Your instructions
Rewrite the part of the vascular graft introduction starting at "The first synthetic" and ending at "patency rates [3,4,5].", swapping "synthetic" for "artificial".

Exercise passage
Introduction

The first synthetic blood vessel was reported in 1952 by Voorhees et al. [1]. Now, polyethylene terephthalate (PET, terylene, or dacron) and polytetrafluoroethylene (PTFE, teflon, or gore-tex) are mainly used as synthetic vascular grafts [2]. These materials work well for large-diameter and high-flow conduits, but for small-diameter applications (< 6 mm), their use has produced disappointing patency rates [3,4,5].

When a new material is developed, researchers initially test in vitro coagulation and inflammation markers on cells. These simplified tests mainly attempt to mimic the performance of blood vessels by examining the response of only a few blood components, and are often inaccurate [6]. Hence, animal testing has become an essential step in simulating human physiology [7]. However, there is no ideal animal model that is suitable for the assessment of all performance aspects of novel conduits. Cost, availability, and ease of handling during examinations are criteria often used to guide animal selection, although the primary importance is to simulate the relevant aspect of human physiology correctly [7,8,9]. Hemocompatibility is recognized as being extremely species-specific and thus, animal models fail to give predictive results [7, 10]. Moreover, hemocompatibility and thrombogenicity are not defined physical quantities [11]; therefore, new materials need to be compared with several references that have been identified as well-known thrombogenic and hemocompatible surfaces (negative and positive controls). Therefore, the main problems in in vivo testing are the lack of a standardized approach to the selection, the utilization of appropriate animal models [7, 10], and the large number of animals required in the screening process.

Information given
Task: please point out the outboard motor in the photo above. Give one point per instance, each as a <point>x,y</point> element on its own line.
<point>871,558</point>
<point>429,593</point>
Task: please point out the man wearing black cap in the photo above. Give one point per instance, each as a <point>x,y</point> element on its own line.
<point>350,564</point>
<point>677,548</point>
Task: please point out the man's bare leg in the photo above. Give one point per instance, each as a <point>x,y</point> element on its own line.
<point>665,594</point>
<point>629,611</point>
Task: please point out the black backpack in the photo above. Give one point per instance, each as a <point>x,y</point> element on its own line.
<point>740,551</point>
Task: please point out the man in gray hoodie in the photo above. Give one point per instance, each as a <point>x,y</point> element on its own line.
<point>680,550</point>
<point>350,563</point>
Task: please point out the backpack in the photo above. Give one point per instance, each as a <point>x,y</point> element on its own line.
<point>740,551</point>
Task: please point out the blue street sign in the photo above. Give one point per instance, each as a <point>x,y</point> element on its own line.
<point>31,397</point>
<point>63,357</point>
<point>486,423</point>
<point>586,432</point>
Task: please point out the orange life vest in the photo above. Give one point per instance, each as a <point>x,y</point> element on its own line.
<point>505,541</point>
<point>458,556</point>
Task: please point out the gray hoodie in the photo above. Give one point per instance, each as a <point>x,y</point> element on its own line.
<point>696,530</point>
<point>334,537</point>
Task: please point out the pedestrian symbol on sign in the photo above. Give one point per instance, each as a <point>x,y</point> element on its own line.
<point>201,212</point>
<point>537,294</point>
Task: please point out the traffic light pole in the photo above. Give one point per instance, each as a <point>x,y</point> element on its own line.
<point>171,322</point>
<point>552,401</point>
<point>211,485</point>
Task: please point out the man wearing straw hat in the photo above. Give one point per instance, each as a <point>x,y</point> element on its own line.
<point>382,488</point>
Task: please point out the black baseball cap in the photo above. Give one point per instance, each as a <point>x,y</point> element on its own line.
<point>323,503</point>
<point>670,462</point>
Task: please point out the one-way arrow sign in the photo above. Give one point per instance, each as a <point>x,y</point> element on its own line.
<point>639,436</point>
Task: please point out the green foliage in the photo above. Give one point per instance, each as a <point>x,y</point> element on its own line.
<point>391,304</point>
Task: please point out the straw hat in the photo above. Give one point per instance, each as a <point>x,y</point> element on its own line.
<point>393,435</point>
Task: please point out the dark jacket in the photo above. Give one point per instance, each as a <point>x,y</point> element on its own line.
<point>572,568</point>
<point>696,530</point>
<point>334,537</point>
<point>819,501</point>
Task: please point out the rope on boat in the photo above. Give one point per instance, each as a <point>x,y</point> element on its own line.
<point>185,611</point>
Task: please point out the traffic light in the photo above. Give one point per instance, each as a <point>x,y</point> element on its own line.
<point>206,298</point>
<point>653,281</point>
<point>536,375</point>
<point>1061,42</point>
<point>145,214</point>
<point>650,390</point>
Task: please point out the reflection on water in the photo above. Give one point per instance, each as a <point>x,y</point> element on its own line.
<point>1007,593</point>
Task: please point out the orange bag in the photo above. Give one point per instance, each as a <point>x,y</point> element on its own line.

* * *

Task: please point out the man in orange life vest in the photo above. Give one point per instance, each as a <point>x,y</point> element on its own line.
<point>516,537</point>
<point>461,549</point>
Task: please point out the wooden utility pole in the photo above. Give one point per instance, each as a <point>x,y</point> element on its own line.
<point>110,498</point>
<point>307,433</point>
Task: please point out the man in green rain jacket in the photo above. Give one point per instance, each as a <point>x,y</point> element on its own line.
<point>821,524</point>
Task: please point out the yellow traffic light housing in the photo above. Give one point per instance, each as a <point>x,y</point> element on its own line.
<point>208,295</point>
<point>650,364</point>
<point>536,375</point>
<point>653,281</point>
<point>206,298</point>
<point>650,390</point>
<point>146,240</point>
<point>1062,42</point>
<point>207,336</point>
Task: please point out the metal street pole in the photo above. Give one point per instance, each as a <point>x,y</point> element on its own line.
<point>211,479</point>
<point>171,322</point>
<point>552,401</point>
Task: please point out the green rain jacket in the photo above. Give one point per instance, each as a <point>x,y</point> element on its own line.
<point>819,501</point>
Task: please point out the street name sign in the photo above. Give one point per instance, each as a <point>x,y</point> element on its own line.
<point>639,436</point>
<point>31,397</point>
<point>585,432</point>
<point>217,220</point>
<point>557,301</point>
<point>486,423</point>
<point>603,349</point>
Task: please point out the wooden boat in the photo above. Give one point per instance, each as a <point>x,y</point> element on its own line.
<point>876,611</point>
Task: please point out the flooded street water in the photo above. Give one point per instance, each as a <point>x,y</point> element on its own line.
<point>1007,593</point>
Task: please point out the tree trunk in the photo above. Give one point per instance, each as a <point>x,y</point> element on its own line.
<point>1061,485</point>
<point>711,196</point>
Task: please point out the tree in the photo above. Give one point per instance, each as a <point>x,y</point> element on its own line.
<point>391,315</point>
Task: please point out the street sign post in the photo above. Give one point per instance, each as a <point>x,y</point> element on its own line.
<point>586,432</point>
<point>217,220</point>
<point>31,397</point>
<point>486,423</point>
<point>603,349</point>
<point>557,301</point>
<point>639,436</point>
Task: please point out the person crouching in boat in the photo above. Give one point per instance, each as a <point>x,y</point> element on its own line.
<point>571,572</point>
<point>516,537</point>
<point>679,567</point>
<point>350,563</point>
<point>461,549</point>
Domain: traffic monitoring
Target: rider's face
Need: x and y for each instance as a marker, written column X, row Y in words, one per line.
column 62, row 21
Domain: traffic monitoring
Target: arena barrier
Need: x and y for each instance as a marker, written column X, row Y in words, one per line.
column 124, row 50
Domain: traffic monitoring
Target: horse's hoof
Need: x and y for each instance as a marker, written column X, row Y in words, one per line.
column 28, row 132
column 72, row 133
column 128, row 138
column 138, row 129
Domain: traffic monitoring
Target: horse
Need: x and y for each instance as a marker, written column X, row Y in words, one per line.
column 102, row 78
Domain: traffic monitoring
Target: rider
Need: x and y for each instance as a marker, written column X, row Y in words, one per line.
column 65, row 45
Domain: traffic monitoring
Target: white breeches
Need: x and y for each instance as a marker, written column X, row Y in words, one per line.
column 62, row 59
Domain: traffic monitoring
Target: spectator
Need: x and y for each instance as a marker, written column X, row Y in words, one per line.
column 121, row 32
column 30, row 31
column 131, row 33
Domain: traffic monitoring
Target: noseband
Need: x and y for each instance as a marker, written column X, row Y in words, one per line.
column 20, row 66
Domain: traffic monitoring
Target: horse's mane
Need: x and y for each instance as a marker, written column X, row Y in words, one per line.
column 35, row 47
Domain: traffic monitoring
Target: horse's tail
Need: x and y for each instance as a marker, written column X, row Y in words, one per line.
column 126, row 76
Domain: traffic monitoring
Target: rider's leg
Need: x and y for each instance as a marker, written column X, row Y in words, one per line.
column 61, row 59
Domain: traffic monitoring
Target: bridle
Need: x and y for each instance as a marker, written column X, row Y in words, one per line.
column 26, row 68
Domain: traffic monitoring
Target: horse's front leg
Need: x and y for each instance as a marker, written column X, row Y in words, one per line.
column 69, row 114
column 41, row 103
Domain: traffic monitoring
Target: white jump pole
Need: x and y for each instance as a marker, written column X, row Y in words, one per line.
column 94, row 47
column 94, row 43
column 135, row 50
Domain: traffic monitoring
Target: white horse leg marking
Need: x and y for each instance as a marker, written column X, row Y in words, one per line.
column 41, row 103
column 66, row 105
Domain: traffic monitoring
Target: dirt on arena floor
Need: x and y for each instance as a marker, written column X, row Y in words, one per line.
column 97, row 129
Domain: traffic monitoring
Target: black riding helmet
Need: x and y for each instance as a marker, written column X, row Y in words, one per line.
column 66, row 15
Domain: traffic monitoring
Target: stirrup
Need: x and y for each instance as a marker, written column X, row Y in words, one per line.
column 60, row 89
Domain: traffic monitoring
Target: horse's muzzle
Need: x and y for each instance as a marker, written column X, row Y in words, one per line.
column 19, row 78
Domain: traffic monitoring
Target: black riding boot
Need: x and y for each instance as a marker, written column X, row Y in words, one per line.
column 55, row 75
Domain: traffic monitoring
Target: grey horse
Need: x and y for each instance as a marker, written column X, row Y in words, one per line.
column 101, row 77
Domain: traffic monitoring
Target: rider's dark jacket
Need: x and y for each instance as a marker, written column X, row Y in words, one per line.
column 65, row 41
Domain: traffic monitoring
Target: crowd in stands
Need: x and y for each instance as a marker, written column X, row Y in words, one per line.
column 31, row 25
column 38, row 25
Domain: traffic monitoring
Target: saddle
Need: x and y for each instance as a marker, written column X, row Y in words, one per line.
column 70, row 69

Task output
The first artificial blood vessel was reported in 1952 by Voorhees et al. [1]. Now, polyethylene terephthalate (PET, terylene, or dacron) and polytetrafluoroethylene (PTFE, teflon, or gore-tex) are mainly used as artificial vascular grafts [2]. These materials work well for large-diameter and high-flow conduits, but for small-diameter applications (< 6 mm), their use has produced disappointing patency rates [3,4,5].